BİR POST-MODERN DARBE: 28 ŞUBAT KARARLARI

28 Şubat 1997 tarihinde, cumhuriyet tarihinin en enteresan darbelerinden biri yaşandı. Milli Güvenlik Kurulu’nda alınan ve hükümete dikte ettirilen kararlar, Türkiye’de çok mühim politik, ekonomik ve sosyal değişiklikler doğurdu.
26 Eylül 2016 Pazartesi
26.09.2016

28 Şubat 1997 tarihinde, cumhuriyet tarihinin en enteresan darbelerinden biri yaşandı. Milli Güvenlik Kurulu’nda alınan ve hükümete dikte ettirilen kararlar, Türkiye’de çok mühim politik, ekonomik ve sosyal değişiklikler doğurdu.

Cumhuriyet tarihinde muvaffak olmuş 4 darbenin en enteresanı 1997 yılında yaşananıdır. 28 Şubat 1997 tarihinde Milli Güvenlik Kurulu fevkalade toplandı ve iktidardaki Refah Partisi-Doğru Yol Partisi koalisyon hükümetine karşı muhtıra mahiyetinde kararlar aldı. Sert bir laiklik vurgusu ihtiva eden kararları, başbakan Necmettin Erbakan önce imzalamak istemedi. Ancak birkaç gün sonra imzalamaya mecbur oldu. Bu kararlar, Türkiye’de çok mühim politik, ekonomik ve sosyal değişiklikler doğurdu. Bu sebeple ordu-bürokrat ittifakıyla tertiplenen 28 Şubat kararları, post-modern (‘modern ötesi’) bir darbe olarak adlandırılmıştır. Arkasında Amerika’nın olduğu, ama ordunun vaziyetten vazife çıkararak işi abarttığı söylenir.


Milli Görüş

Necmettin Erbakan, 1948’de İTÜ’ni bitirmiş; Almanya’da doktora yapmış parlak ve muhafazakâr bir akademisyendi. AP’nde politikaya girmiş; ancak kendisini kıskandığı söylenen üniversite arkadaşı Süleyman Demirel tarafından milletvekili adaylığı 2 defa engellenmişti. Bunun üzerine 1968 seçimlerinde müstakil aday olarak meclise girdi; ardından Milli Nizam Partisi adında bir parti kurdu. Parti, Milli Görüş adı verilen ve antikomünist, antisiyonist, antiemperyalist, İslamist, nasyonalist motifler taşıyan bir programa sahipti. En bariz hususiyeti ABD ve İsrail muhalifliği idi. Adil düzen adını verdiği devletçi bir ekonomik program savunuyordu.

İstenen Görevler:
[1] Aşağıdaki ifadelerin 28 Şubat kararlarını anlatan metinle uyuşup uyuşmadığını evet veya hayır diye belirtin ve her cevabın yanına metinden belirleyici sözleri aynen alıntılayın. (a) Necmettin Erbakan kararları hemen imzaladı. (b) Erbakan 1968 seçimlerinde meclise müstakil aday olarak girdi. (c) Milli Nizam Partisi'nin en bariz hususiyeti ABD ve İsrail muhalifliğiydi.
[2] 28 Şubat kararlarını anlatan metne göre bu kararların neden post-modern bir darbe olarak adlandırıldığını bir ile üç cümle arasında açıklayın.
[3] 28 Şubat kararlarını anlatan metni kaldığı yerden alıp sürdürün.

[Kaynak veriler]
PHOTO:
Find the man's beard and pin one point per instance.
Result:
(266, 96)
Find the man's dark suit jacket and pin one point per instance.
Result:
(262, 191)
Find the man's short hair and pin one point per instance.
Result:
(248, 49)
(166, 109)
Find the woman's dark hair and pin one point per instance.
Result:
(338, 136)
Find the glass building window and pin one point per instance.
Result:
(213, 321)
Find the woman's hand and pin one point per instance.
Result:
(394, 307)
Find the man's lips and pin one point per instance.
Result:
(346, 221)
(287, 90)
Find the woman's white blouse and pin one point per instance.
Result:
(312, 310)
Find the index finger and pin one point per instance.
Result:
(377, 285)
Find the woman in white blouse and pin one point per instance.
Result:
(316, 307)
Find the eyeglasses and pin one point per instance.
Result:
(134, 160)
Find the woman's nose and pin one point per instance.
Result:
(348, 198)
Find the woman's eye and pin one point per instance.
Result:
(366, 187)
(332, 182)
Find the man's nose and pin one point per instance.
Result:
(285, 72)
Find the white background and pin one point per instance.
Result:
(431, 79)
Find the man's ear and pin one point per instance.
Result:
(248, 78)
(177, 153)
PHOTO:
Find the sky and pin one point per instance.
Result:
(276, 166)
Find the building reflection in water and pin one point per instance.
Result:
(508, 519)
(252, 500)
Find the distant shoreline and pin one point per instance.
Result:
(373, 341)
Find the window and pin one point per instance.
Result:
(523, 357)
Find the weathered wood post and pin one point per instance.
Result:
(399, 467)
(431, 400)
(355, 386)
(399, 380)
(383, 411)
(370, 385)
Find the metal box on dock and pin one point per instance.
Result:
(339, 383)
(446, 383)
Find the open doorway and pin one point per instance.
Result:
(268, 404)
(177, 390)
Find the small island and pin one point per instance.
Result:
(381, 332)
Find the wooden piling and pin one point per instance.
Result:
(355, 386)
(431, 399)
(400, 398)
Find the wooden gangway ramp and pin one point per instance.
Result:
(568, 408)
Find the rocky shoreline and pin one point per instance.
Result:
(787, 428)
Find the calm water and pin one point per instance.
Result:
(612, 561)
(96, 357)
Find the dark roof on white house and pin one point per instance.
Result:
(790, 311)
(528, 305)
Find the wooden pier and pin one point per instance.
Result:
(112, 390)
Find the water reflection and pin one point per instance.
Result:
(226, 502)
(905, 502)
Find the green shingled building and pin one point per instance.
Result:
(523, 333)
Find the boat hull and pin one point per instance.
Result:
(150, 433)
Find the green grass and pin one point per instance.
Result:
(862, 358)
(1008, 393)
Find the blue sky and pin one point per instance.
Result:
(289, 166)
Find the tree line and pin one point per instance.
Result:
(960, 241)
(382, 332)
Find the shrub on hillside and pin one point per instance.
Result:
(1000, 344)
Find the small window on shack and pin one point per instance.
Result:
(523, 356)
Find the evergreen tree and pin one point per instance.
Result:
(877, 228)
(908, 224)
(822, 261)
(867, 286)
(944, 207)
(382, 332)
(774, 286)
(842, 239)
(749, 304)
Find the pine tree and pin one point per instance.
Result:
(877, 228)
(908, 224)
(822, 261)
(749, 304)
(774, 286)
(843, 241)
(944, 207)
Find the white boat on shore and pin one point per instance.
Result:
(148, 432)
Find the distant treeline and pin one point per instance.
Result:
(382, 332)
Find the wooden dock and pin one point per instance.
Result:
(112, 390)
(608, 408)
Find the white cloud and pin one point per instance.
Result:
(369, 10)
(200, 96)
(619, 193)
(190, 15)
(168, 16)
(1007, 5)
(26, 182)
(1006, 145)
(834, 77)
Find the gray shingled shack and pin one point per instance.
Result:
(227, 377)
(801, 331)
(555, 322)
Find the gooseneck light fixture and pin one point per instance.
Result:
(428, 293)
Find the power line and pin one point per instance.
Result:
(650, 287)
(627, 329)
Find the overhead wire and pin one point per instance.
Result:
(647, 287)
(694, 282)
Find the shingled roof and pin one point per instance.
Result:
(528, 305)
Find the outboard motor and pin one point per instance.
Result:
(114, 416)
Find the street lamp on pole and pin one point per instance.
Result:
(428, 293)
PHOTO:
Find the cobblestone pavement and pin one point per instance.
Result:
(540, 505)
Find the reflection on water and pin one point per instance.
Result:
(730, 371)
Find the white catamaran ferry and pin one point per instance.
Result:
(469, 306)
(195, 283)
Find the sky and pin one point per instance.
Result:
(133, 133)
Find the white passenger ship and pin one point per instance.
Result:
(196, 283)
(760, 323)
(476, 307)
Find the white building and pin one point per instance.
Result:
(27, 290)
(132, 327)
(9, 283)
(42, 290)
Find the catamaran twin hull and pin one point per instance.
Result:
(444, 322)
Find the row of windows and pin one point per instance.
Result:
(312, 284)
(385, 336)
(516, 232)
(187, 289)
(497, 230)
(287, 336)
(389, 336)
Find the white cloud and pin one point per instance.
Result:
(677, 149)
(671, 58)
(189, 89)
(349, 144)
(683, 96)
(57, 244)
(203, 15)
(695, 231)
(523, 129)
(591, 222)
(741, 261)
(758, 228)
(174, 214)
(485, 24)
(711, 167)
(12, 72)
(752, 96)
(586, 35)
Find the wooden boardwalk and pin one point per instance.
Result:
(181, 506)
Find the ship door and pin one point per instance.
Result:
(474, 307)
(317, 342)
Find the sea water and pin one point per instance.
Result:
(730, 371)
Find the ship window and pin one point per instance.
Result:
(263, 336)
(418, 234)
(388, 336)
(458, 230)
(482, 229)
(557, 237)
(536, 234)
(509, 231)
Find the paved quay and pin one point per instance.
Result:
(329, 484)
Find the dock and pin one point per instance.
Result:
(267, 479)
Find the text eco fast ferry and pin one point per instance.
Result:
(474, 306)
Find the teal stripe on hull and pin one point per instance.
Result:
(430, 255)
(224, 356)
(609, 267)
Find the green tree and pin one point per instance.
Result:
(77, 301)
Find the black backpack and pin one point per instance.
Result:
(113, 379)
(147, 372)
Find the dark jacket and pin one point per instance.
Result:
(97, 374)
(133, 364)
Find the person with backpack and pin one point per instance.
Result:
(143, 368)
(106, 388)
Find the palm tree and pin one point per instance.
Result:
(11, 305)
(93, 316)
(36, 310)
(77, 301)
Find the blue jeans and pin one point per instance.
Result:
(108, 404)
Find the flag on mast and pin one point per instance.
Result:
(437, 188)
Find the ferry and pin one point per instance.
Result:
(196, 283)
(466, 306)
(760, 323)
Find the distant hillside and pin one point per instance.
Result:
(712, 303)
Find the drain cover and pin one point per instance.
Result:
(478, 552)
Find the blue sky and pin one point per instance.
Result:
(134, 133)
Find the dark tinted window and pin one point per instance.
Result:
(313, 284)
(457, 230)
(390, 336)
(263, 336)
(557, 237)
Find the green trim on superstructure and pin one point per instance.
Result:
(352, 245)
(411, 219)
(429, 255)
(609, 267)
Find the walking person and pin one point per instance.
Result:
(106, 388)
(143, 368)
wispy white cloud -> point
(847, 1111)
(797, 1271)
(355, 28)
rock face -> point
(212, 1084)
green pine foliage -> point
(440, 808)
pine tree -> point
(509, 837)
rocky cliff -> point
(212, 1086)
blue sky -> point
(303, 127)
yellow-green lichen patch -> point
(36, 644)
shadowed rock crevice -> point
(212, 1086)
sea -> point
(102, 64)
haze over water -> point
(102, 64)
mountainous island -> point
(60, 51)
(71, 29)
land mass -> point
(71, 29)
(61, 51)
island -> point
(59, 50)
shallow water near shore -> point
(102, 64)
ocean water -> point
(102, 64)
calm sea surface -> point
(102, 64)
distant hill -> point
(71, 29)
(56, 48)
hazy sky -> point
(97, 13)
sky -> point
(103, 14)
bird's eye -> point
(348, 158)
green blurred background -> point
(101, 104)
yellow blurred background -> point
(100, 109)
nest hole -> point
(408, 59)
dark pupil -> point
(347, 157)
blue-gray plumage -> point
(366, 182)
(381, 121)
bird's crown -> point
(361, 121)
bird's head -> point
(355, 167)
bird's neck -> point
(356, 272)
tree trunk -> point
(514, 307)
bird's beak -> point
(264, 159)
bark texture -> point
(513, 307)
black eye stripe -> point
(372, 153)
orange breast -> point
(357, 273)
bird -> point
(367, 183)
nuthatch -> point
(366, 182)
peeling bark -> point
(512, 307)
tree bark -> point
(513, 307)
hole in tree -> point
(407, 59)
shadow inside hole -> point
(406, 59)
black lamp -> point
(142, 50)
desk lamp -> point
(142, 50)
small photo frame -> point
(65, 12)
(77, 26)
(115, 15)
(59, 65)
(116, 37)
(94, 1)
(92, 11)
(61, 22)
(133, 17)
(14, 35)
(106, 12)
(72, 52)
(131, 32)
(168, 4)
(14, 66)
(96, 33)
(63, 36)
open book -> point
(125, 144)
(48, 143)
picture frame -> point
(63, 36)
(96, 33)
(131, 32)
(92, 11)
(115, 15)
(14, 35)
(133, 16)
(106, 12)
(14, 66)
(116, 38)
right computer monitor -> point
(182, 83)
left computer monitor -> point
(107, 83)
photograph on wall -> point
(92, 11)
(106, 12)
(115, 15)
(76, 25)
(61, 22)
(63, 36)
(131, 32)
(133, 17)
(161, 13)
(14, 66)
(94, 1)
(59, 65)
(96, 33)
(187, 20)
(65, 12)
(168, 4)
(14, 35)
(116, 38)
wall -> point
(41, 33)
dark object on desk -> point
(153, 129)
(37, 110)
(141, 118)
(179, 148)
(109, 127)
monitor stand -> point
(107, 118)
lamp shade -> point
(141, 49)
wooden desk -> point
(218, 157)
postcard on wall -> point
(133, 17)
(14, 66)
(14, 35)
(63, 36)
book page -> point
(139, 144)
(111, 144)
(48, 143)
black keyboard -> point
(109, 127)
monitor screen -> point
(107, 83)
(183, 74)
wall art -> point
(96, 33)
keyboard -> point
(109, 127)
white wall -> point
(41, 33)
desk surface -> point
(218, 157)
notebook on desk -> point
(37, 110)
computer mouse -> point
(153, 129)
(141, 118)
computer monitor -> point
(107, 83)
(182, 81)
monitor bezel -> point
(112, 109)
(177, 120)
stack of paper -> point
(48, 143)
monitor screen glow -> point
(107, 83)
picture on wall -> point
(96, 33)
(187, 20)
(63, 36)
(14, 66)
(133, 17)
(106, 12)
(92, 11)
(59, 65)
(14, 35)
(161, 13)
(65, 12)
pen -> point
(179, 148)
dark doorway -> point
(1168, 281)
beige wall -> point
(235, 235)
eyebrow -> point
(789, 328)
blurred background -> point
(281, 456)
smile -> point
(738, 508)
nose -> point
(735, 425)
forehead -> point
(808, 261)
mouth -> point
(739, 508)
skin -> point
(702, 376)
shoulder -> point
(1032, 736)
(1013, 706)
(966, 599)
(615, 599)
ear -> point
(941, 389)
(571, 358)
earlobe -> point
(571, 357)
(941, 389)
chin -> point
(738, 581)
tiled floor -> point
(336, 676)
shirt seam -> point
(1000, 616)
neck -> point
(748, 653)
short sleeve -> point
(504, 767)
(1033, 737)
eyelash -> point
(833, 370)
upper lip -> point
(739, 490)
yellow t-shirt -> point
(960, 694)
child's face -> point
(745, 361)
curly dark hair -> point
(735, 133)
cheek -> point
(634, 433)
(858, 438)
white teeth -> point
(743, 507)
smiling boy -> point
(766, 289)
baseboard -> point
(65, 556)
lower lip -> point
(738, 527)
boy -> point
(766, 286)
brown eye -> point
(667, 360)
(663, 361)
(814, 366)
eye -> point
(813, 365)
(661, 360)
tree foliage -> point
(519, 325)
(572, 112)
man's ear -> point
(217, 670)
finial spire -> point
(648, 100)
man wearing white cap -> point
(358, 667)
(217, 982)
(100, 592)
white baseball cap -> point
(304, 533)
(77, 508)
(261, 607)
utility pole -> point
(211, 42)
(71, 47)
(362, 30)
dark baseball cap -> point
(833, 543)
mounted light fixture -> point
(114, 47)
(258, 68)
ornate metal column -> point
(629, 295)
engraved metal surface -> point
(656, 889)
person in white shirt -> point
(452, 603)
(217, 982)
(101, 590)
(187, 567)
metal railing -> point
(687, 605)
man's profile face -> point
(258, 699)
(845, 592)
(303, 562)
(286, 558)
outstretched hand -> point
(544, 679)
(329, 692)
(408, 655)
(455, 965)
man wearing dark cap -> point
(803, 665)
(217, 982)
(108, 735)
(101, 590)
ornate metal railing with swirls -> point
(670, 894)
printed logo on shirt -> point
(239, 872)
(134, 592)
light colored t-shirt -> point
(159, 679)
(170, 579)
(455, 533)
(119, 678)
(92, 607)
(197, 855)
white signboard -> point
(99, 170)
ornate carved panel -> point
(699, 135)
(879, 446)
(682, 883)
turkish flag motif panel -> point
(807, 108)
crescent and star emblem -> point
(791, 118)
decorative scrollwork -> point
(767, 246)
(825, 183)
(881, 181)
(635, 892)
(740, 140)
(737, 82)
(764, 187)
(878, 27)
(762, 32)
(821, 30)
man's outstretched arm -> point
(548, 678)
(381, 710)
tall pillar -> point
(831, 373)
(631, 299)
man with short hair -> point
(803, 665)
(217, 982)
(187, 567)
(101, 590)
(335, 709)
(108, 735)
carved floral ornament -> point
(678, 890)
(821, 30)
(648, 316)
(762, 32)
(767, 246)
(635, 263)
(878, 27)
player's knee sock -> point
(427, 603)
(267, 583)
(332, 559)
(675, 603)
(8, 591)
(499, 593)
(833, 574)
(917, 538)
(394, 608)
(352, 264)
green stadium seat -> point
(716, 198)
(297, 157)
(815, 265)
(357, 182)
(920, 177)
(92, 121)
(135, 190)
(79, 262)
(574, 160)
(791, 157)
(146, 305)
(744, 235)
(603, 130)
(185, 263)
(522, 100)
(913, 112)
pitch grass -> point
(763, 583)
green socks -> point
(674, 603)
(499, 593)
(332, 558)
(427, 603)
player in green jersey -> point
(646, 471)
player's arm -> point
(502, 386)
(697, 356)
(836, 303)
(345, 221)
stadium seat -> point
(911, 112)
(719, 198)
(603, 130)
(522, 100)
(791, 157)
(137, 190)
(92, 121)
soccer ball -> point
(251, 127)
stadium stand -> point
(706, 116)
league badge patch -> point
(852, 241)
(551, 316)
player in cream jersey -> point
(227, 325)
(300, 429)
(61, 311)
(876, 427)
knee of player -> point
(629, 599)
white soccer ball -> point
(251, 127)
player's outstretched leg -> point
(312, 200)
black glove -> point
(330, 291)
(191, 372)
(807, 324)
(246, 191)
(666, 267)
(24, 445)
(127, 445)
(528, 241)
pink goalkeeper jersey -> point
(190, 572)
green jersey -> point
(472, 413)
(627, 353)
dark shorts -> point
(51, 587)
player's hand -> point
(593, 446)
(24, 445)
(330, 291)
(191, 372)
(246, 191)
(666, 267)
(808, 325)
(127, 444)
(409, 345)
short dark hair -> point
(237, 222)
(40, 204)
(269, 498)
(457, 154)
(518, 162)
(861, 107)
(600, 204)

Cevaplar:
[1]
(a) Hayır: "başbakan Necmettin Erbakan önce imzalamak istemedi. Ancak birkaç gün sonra imzalamaya mecbur oldu."
(b) Evet: "1968 seçimlerinde müstakil aday olarak meclise girdi"
(c) Evet: "En bariz hususiyeti ABD ve İsrail muhalifliği idi."

[2] Metne göre kararlar Türkiye'de çok mühim politik, ekonomik ve sosyal değişiklikler doğurdu. Ordu-bürokrat ittifakıyla tertiplenen 28 Şubat kararları bu sebeple post-modern bir darbe olarak adlandırıldı.

[3]
İnönü’nün ‘Kursunlar da 50 sene sonra nisbetleri ne kadara düşmüş öğrenelim’ diyerek dudak büktüğü parti, 1971 darbesi sırasında laiklik aleyhtarı tavrı gerekçesiyle kapatıldı; ancak kadrolarına siyaset yasağı getirilmedi. Erbakan, İsviçre’ye gitti. Rivayete göre, gerçek maksatları marjinal partiler vasıtasıyla merkez sağ iktidarının önünü kesmek olan iki general tarafından, memlekete dönmeye ikna edildi. Milli Selamet Partisi kuruldu ve Erbakan başına geçti.

Yeni yeni filizlenen Anadolu burjuvazisi ile cumhuriyetin katı laiklik tatbikatından bunalan alt kesimlerin desteğini alan partiye, muhafazakâr İslamî cemaatlerin bir kısmı soğuk durdu. Gerek MSP’nin modernist İslâm anlayışı, Şiî-İran ve Vehhabî-Suudi Arabistan ile yakınlığı, gerekse Erbakan’ın Kemalist kitleyi tahrik eden tavırları sebebiyle bu cemaatler merkez sağı desteklemeye devam etti.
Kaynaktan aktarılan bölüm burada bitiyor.